§ Texte fourni:

········

Beaucoup de discours sur la retraite mais peu d'actes

Le chef de gouvernement n’a nullement détaillé son projet de réforme devant les parlementaires


Hassan Bentaleb
Vendredi 11 Janvier 2013

Beaucoup de discours sur la retraite mais peu d'actes
21 min 53 sec est le temps qu’il a fallu à Abdelilah Benkirane pour se prononcer sur l’épineux dossier de réforme du système des retraites considéré pendant longtemps comme une patate chaude qu’il valait mieux ne pas toucher. Le temps de son intervention devant la Chambre des conseillers a été consacré en totalité à faire le  diagnostic d’une situation connue de tous. En effet, les parlementaires ont eu droit à un rappel des faits marquants relatifs à ce dossier, l’historique du travail des commissions technique et nationale et les prévisions des catastrophes possibles si rien n’est fait.   Bref, un discours sans surprise sur la nécessité de la réforme qui se répète en boucle comme un disque rayé.
Mais que propose Benkirane? Rien ou plutôt un flou artistique savamment entretenu. En effet, le chef du gouvernement s’est contenté de reprendre les nombreux scénarios en cours d’étude actuellement et qui vont du maintien des régimes actuels avec introduction de réformes visant à assurer leur pérennité, jusqu’à l’établissement d’un régime unique de retraite permettant de remédier au foisonnement des systèmes et de garantir une base financière solide aux caisses de retraite.
Benkirane n’a néanmoins pas exclu la possibilité de mise en place d’un régime de retraite à deux pôles : l’un pour le public et l’autre pour le privé, comptant chacun un régime obligatoire plafonné et un régime complémentaire.
La réforme du système des retraites nécessitera aussi, selon le chef de l’Exécutif, de réussir deux actions majeures, à savoir la restauration de l’équilibre financier des régimes de retraites civiles et l’élargissement de la couverture pour englober l’ensemble des salariés et des personnes actives non salariées.

········

§ Données sources:

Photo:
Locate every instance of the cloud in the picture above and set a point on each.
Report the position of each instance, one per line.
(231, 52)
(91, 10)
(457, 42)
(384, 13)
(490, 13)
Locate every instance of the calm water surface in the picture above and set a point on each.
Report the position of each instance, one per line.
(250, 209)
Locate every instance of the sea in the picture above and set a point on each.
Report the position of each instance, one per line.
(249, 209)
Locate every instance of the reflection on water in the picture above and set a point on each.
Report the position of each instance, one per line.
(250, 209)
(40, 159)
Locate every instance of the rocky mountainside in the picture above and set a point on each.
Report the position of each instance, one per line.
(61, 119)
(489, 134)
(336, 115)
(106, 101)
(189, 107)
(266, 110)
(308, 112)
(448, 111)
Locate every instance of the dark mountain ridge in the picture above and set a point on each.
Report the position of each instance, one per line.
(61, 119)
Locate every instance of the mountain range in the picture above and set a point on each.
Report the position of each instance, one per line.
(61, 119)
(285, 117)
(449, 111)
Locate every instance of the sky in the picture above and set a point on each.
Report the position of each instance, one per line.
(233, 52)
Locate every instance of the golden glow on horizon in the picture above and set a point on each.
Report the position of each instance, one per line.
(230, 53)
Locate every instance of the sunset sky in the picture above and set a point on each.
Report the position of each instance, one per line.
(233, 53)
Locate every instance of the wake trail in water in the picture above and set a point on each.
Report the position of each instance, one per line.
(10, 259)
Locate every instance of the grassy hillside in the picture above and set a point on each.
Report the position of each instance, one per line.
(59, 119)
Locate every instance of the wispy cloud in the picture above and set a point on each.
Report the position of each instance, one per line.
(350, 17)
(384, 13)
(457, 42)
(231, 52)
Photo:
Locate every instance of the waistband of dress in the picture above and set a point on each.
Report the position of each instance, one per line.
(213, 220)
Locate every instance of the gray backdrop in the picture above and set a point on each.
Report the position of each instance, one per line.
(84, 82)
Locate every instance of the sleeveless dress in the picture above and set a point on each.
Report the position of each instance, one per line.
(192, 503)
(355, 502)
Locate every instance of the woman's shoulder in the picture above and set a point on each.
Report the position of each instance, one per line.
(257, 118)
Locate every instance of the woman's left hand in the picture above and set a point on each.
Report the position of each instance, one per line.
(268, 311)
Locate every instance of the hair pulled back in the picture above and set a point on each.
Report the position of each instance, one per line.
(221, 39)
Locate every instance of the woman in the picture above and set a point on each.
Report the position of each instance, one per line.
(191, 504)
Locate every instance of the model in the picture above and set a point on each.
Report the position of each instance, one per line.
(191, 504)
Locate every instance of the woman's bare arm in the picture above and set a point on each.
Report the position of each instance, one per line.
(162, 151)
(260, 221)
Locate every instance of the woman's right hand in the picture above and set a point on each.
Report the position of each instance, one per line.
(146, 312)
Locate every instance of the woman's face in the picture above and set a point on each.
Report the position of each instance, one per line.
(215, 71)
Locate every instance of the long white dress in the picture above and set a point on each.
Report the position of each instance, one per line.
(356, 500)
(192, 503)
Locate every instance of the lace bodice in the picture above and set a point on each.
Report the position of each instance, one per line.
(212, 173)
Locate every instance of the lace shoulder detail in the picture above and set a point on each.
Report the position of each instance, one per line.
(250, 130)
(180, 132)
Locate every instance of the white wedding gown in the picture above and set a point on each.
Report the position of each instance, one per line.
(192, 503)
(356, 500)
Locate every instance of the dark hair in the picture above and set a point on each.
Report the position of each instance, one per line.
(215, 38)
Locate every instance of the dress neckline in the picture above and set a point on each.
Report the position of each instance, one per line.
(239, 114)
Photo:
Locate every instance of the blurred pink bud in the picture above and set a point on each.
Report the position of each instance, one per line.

········

§ Travail à faire:
(A) Répondez à ces questions sur l'article consacré à la réforme des retraites :
(i) Combien de temps a duré l'intervention d'Abdelilah Benkirane devant la Chambre des conseillers ?
(ii) À quoi serait destiné chacun des deux pôles du régime de retraite qu'il n'a pas exclu ?
(iii) Quelles sont les deux actions majeures que la réforme nécessitera selon le chef de l'Exécutif ?
(B) Rédigez la suite de l'article sur la réforme des retraites, à partir de sa dernière phrase.
Les lignes constituent un matériau distinct de l'article.

§ Réponses par consigne:
(A)
(i) 21 min 53 sec.
(ii) L'un serait destiné au public, l'autre au privé.
(iii) La restauration de l'équilibre financier des régimes de retraites civiles et l'élargissement de la couverture à l'ensemble des salariés et des personnes actives non salariées.

(B)
Et si rien n’est entrepris dans un sens ou dans l’autre ? Il assure que l’on courra à la catastrophe. D’après lui, les dépenses de la Caisse marocaine des retraites dépasseront ses revenus à partir de 2014 et le financement du déficit s’effectuera alors à travers les réserves qui s’épuiseront ainsi en 2021 si aucune mesure n’est prise. Ainsi, le déficit atteindra 1,28 milliard de dirhams en 2014, avant de passer successivement à 24,85 milliards de dirhams en 2021, à près de 45,66 milliards de dirhams en 2030 et à 78,54 milliards de dirhams en 2061. De même pour la Caisse nationale de sécurité sociale (CNSS) qui compte 2,54 millions de salariés du secteur privé et qui a engrangé en 2011 des cotisations totalisant 7,28 milliards de DH.  En effet, Benkirane a souligné que cette caisse connaîtra son premier déficit en 2021 et épuisera ses réserves financières en 2049, ajoutant qu’elle péche par la non-couverture d’une large frange de la population active, ce qui la prive d’une importante assiette financière tout en privant de couverture sociale quelque 8,5 millions de personnes actives sur une population active totale de 10,4 millions de personnes.
Des scénarios catastrophes rabâchés depuis deux décennies et reconduits régulièrement par les analystes qui n’ont pas cessé de faire des prévisions alarmistes sur l’avenir de notre système de retraites et à souligner l’urgence des réformes à entreprendre.
Fidèle à sa nette propension de parler pour ne rien dire, Benkirane a tout fait lors de cette séance plénière mensuelle pour éviter de répondre aux questions dérangeantes. Le chef du gouvernement manque assurément de courage politique et hésite à assumer le lot de remous sociaux qu’une éventuelle réforme pourrait induire.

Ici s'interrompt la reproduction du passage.